#### What this task involves:
Beginning at the line containing "Can you locate the yellow", output every line to the end of the data below exactly as it appears.
###
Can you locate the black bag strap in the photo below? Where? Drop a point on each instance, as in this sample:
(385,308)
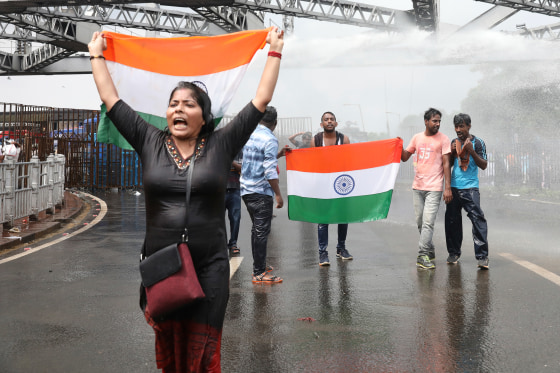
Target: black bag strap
(190,169)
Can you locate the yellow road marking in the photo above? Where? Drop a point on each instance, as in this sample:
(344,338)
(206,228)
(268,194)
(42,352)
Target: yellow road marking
(552,277)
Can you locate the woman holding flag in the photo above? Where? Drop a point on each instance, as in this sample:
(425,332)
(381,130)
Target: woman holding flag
(188,340)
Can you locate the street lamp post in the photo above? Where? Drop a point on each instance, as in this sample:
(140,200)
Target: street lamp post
(361,115)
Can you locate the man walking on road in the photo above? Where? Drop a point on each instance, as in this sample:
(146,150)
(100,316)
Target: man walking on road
(469,154)
(432,149)
(329,137)
(259,185)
###
#### Answer to this problem:
Can you locate the yellow road marking in the photo above? Where? Drop a point on each instance, as in this sample:
(344,338)
(206,228)
(268,194)
(42,352)
Target: yellow road marking
(552,277)
Can you locate the woman holding flag in the photo above? Where? Drop a point on each instance, as in this sample:
(425,332)
(381,130)
Target: woman holding flag
(188,340)
Can you locate the street lamp post in the photo above? Where? Drop a point on each instance, as in this sample:
(140,200)
Target: street lamp post
(361,115)
Can you locate the man walking on road in the photo above? Where? Drop a point on each instance, as in this sample:
(146,150)
(100,316)
Target: man walking on road
(469,154)
(432,149)
(329,137)
(259,185)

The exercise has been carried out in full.